[Region pointing data]
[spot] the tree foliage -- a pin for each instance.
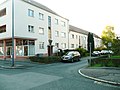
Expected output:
(90, 40)
(108, 35)
(116, 46)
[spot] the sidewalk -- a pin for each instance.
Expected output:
(7, 64)
(108, 75)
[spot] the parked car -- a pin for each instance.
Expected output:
(71, 56)
(96, 53)
(106, 52)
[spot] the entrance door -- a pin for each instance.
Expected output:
(25, 50)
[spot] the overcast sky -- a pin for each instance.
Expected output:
(90, 15)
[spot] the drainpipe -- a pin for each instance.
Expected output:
(12, 33)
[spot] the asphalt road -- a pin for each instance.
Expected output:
(57, 76)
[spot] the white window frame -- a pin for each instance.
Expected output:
(63, 34)
(63, 45)
(31, 28)
(56, 21)
(56, 33)
(41, 45)
(41, 30)
(41, 16)
(72, 45)
(63, 23)
(30, 13)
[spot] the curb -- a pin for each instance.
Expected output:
(97, 79)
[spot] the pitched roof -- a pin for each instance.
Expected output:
(34, 3)
(75, 29)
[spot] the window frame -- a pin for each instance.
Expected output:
(42, 29)
(30, 12)
(41, 16)
(30, 28)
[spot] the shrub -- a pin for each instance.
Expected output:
(82, 51)
(50, 59)
(107, 62)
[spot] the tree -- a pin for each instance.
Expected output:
(90, 40)
(108, 35)
(116, 46)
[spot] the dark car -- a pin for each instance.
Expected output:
(96, 53)
(71, 56)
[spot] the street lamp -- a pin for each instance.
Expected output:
(12, 33)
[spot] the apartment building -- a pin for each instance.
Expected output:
(78, 38)
(36, 29)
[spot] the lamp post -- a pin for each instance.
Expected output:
(90, 53)
(12, 33)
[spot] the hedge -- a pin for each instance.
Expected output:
(47, 60)
(105, 62)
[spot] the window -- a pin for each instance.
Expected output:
(57, 33)
(30, 28)
(63, 35)
(2, 12)
(63, 45)
(56, 21)
(41, 16)
(57, 45)
(72, 45)
(2, 28)
(76, 45)
(41, 45)
(30, 13)
(41, 30)
(49, 21)
(72, 36)
(63, 23)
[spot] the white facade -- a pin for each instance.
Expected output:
(77, 40)
(97, 42)
(32, 23)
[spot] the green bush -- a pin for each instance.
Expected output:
(83, 52)
(46, 60)
(105, 62)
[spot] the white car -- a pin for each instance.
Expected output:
(71, 56)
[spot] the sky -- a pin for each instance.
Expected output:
(90, 15)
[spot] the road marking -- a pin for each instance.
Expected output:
(25, 81)
(105, 84)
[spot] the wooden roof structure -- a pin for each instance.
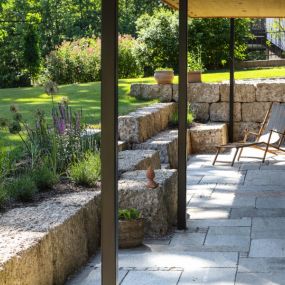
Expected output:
(233, 8)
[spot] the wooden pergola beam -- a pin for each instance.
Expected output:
(233, 8)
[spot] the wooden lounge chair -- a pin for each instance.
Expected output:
(271, 134)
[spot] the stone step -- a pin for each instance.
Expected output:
(158, 206)
(44, 243)
(166, 143)
(138, 126)
(130, 160)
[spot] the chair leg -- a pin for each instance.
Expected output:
(239, 156)
(237, 149)
(215, 159)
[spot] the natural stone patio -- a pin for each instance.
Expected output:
(235, 235)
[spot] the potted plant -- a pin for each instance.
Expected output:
(131, 228)
(195, 66)
(164, 75)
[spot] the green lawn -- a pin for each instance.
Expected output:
(87, 97)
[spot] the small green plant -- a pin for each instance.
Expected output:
(195, 61)
(22, 188)
(163, 69)
(129, 214)
(3, 195)
(175, 118)
(44, 177)
(86, 172)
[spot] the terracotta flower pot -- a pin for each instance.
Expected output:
(194, 76)
(131, 233)
(164, 76)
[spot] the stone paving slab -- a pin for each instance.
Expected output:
(260, 278)
(267, 248)
(261, 265)
(208, 213)
(209, 276)
(243, 222)
(264, 177)
(152, 277)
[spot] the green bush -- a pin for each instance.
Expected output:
(87, 171)
(129, 214)
(44, 177)
(3, 196)
(22, 188)
(129, 66)
(75, 61)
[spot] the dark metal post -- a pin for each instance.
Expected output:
(182, 111)
(232, 81)
(109, 115)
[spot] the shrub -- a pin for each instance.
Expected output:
(129, 66)
(75, 61)
(129, 214)
(44, 177)
(22, 188)
(87, 171)
(3, 195)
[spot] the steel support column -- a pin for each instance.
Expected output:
(182, 111)
(232, 80)
(109, 115)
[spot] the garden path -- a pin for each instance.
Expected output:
(235, 235)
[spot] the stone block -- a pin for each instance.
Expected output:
(270, 92)
(158, 206)
(130, 160)
(166, 143)
(200, 111)
(243, 92)
(219, 112)
(204, 137)
(46, 242)
(255, 112)
(163, 92)
(138, 126)
(203, 92)
(240, 127)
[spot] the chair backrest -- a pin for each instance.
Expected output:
(276, 121)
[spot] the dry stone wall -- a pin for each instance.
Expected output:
(209, 101)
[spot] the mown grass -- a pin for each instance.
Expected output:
(87, 96)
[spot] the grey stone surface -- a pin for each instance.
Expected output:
(39, 243)
(262, 177)
(274, 92)
(152, 277)
(203, 92)
(201, 111)
(166, 143)
(254, 112)
(209, 276)
(130, 160)
(219, 112)
(267, 248)
(138, 126)
(260, 278)
(243, 92)
(261, 264)
(205, 137)
(158, 206)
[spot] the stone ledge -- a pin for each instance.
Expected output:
(204, 137)
(158, 206)
(142, 124)
(43, 244)
(130, 160)
(166, 143)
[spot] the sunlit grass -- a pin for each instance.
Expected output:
(87, 97)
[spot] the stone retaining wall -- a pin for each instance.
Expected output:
(209, 101)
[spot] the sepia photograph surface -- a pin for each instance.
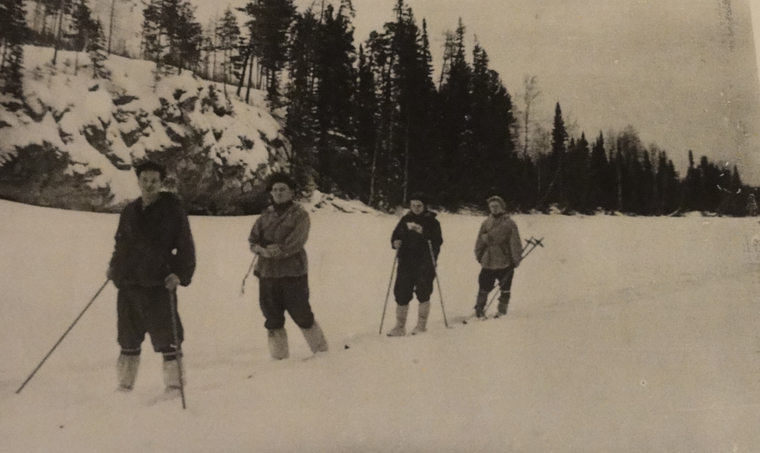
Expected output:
(379, 226)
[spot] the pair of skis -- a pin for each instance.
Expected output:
(530, 245)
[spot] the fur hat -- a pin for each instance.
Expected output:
(280, 177)
(499, 200)
(419, 196)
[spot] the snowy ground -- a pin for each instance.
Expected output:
(624, 335)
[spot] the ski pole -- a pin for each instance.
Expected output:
(438, 281)
(388, 293)
(173, 303)
(250, 268)
(62, 337)
(536, 242)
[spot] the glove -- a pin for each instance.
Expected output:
(274, 250)
(414, 227)
(171, 281)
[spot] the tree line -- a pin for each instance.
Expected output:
(374, 123)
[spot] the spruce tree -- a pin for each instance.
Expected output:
(97, 51)
(15, 35)
(335, 89)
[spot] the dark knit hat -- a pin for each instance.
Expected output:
(419, 196)
(280, 178)
(499, 200)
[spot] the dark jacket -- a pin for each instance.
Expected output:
(289, 229)
(498, 245)
(414, 246)
(152, 243)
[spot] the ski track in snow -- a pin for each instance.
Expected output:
(623, 335)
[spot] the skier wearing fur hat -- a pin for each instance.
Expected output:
(153, 253)
(278, 237)
(498, 249)
(415, 235)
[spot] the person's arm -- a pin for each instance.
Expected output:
(435, 236)
(480, 242)
(398, 233)
(515, 244)
(296, 240)
(119, 238)
(185, 259)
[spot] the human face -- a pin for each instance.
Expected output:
(495, 207)
(150, 183)
(416, 206)
(281, 193)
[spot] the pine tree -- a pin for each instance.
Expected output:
(494, 166)
(14, 36)
(227, 34)
(335, 88)
(301, 125)
(81, 29)
(188, 37)
(555, 192)
(97, 52)
(366, 124)
(271, 22)
(455, 128)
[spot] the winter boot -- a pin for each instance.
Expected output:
(126, 370)
(400, 329)
(278, 344)
(503, 303)
(172, 378)
(480, 304)
(315, 338)
(424, 311)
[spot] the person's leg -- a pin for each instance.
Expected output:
(403, 291)
(161, 320)
(296, 297)
(423, 290)
(272, 305)
(505, 286)
(485, 285)
(131, 333)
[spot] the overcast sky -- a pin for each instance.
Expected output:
(682, 72)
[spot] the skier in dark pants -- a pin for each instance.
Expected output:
(414, 236)
(154, 252)
(498, 249)
(278, 237)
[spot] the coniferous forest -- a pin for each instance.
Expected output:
(377, 120)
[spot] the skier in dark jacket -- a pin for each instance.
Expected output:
(153, 254)
(417, 234)
(278, 238)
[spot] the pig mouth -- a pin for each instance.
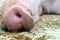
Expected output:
(19, 19)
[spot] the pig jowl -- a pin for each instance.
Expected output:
(16, 17)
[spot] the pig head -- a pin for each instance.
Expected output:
(18, 15)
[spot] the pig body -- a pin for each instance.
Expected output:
(23, 14)
(20, 14)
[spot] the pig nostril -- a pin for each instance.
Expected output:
(18, 15)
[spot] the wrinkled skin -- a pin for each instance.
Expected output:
(23, 14)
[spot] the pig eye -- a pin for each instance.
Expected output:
(18, 15)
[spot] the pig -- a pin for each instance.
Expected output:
(20, 14)
(23, 14)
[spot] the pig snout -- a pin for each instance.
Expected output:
(17, 18)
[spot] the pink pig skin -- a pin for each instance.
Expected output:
(20, 14)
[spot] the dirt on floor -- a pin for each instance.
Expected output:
(47, 28)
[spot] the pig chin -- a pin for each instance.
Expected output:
(17, 18)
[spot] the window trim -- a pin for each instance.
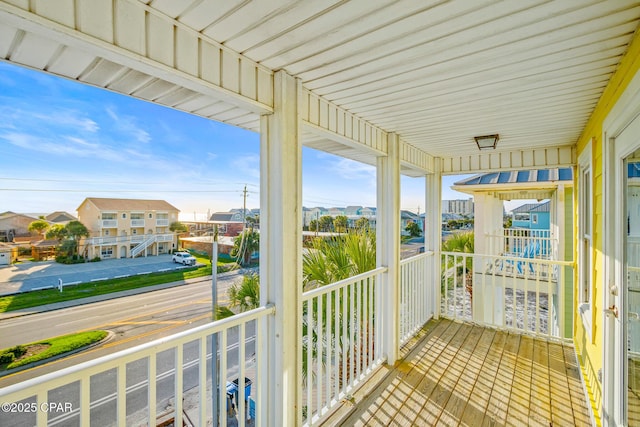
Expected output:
(585, 237)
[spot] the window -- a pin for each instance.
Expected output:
(585, 243)
(107, 252)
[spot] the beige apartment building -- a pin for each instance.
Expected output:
(127, 228)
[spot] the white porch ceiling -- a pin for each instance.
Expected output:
(437, 73)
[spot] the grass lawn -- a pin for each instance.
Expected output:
(36, 351)
(48, 296)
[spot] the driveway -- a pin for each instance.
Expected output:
(28, 276)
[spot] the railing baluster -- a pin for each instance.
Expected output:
(202, 386)
(152, 378)
(309, 361)
(179, 375)
(242, 410)
(223, 404)
(320, 352)
(330, 345)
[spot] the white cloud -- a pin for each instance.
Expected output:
(127, 125)
(246, 166)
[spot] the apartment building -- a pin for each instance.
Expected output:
(123, 228)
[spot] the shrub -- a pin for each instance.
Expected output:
(7, 358)
(12, 354)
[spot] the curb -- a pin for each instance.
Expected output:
(105, 297)
(109, 337)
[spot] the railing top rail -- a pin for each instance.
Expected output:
(342, 283)
(511, 258)
(416, 257)
(71, 374)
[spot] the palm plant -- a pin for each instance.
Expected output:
(246, 295)
(329, 261)
(463, 243)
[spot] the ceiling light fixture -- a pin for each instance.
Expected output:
(487, 142)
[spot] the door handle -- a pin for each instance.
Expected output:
(611, 311)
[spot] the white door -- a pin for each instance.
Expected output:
(623, 316)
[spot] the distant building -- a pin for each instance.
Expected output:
(126, 228)
(534, 216)
(14, 225)
(458, 206)
(229, 223)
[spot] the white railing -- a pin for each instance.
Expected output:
(172, 372)
(523, 243)
(339, 331)
(415, 294)
(106, 240)
(112, 240)
(143, 245)
(523, 294)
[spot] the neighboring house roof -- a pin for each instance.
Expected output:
(533, 207)
(105, 204)
(226, 217)
(523, 176)
(60, 216)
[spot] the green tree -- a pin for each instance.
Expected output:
(362, 224)
(325, 223)
(39, 226)
(178, 227)
(462, 243)
(246, 295)
(57, 232)
(413, 229)
(340, 223)
(244, 245)
(328, 261)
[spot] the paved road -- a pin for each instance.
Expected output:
(33, 275)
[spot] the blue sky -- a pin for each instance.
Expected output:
(63, 141)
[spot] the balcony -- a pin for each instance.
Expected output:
(448, 373)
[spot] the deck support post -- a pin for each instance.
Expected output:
(388, 249)
(433, 239)
(281, 255)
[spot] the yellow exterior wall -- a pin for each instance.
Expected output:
(590, 350)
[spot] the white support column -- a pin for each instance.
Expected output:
(488, 224)
(433, 236)
(281, 254)
(388, 248)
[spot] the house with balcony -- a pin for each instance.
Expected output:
(126, 228)
(419, 89)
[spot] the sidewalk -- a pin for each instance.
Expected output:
(105, 297)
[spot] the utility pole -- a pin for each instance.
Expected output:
(244, 208)
(214, 338)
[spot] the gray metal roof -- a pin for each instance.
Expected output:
(533, 207)
(522, 176)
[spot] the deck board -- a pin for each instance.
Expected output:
(459, 374)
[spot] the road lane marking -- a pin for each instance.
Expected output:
(151, 322)
(107, 345)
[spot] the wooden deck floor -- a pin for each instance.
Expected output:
(458, 374)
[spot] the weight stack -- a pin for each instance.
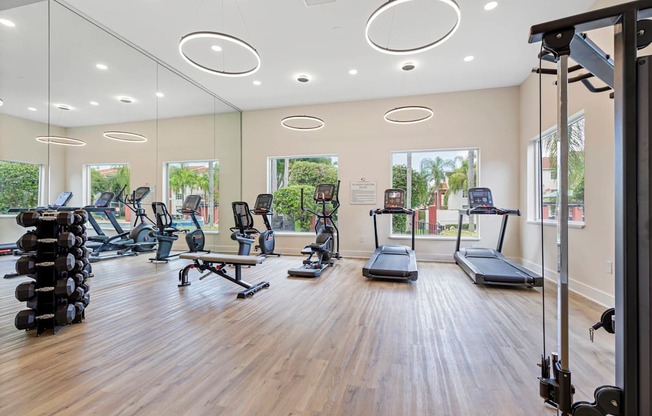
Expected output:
(57, 262)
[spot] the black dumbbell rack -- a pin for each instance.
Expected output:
(57, 261)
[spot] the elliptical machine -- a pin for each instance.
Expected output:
(166, 232)
(266, 239)
(327, 235)
(140, 235)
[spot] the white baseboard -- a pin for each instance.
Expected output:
(598, 296)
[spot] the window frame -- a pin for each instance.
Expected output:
(166, 186)
(270, 160)
(535, 181)
(41, 191)
(394, 236)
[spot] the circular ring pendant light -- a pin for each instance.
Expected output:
(124, 136)
(426, 110)
(60, 140)
(290, 123)
(224, 37)
(393, 3)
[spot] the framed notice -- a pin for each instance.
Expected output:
(363, 193)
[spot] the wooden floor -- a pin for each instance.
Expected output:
(336, 345)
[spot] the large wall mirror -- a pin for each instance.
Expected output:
(108, 118)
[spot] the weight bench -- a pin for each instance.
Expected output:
(216, 263)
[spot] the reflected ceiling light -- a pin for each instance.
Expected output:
(124, 136)
(386, 49)
(61, 140)
(287, 122)
(426, 111)
(221, 36)
(491, 5)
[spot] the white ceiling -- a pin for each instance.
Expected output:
(324, 41)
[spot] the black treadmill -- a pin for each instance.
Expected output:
(392, 261)
(486, 265)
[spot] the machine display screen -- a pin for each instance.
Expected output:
(480, 197)
(394, 198)
(324, 192)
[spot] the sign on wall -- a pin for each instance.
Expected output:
(363, 193)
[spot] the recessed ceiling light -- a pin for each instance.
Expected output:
(491, 5)
(408, 66)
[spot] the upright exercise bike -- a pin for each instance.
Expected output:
(166, 233)
(327, 234)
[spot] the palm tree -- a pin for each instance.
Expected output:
(435, 171)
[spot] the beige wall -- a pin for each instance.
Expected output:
(363, 142)
(18, 144)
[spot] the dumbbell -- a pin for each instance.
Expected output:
(26, 265)
(26, 319)
(27, 290)
(28, 241)
(27, 218)
(81, 216)
(65, 263)
(65, 218)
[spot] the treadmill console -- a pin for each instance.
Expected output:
(263, 203)
(104, 200)
(480, 197)
(62, 200)
(394, 199)
(190, 204)
(324, 192)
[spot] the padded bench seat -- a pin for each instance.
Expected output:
(224, 258)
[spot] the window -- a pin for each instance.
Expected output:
(435, 184)
(545, 175)
(20, 185)
(109, 178)
(287, 176)
(200, 177)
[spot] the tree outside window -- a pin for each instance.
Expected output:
(288, 176)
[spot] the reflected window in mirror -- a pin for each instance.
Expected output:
(20, 185)
(114, 178)
(201, 178)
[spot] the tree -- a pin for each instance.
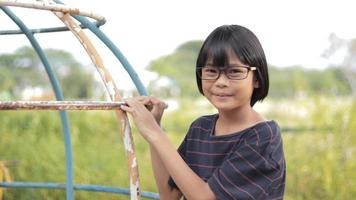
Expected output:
(348, 65)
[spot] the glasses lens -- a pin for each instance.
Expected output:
(237, 73)
(209, 73)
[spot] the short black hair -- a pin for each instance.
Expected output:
(247, 48)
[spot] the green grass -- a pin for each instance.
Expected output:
(321, 164)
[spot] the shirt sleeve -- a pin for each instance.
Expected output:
(251, 171)
(181, 150)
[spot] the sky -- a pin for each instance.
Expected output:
(291, 32)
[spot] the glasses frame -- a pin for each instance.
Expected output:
(223, 69)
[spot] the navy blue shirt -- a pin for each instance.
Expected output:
(248, 164)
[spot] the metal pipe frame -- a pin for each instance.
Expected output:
(74, 105)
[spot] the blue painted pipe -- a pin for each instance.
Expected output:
(58, 92)
(93, 188)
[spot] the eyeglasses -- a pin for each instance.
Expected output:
(233, 73)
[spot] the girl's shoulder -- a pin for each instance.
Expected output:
(265, 132)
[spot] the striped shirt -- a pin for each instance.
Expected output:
(248, 164)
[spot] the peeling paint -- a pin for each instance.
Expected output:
(134, 163)
(135, 191)
(127, 140)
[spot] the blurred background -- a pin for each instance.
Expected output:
(310, 47)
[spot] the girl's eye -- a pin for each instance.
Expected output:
(210, 70)
(235, 71)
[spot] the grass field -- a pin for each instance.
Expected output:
(319, 142)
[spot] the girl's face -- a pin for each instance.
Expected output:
(226, 94)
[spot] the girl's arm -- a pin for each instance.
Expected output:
(190, 184)
(161, 175)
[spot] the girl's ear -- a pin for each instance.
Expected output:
(256, 84)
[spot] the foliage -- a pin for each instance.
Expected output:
(321, 159)
(179, 67)
(23, 70)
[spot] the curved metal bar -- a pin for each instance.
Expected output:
(60, 105)
(45, 5)
(114, 49)
(59, 96)
(94, 188)
(49, 30)
(114, 94)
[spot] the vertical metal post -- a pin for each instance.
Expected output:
(57, 89)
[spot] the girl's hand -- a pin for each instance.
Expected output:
(146, 113)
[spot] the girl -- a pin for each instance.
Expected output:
(234, 154)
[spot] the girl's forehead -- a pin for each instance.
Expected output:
(228, 58)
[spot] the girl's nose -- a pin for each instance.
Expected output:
(222, 80)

**TASK REQUIREMENTS:**
Starting at the line above that contains "[spot] the small", repeat each line exactly up to and including the line that contains "[spot] the stone block", and stop there.

**ANSWER SPACE:**
[spot] the small green plant -- a pin for each instance.
Expected output:
(195, 61)
(22, 188)
(163, 69)
(129, 214)
(3, 195)
(175, 118)
(44, 177)
(86, 172)
[spot] the terracotta flower pot -- a pin for each instance.
Expected output:
(194, 76)
(131, 233)
(164, 76)
[spot] the stone paving slab -- a pin for each instance.
Expected output:
(260, 278)
(267, 248)
(261, 265)
(208, 213)
(209, 276)
(243, 222)
(264, 177)
(152, 277)
[spot] the green bush -- a pin for each instance.
Expected output:
(87, 171)
(129, 214)
(44, 177)
(3, 196)
(22, 188)
(129, 66)
(75, 61)
[spot] the dark metal post -- a pin for each instance.
Expected output:
(182, 111)
(232, 81)
(109, 115)
[spot] the shrub -- a pin for each instance.
Expected output:
(129, 66)
(75, 61)
(129, 214)
(44, 177)
(22, 188)
(87, 171)
(3, 195)
[spot] the steel support column -- a pin for each instance.
Expected output:
(182, 111)
(232, 80)
(109, 115)
[spot] the garden path -- a pin for each instance.
Expected output:
(235, 235)
[spot] the stone block -- a pin for each instance.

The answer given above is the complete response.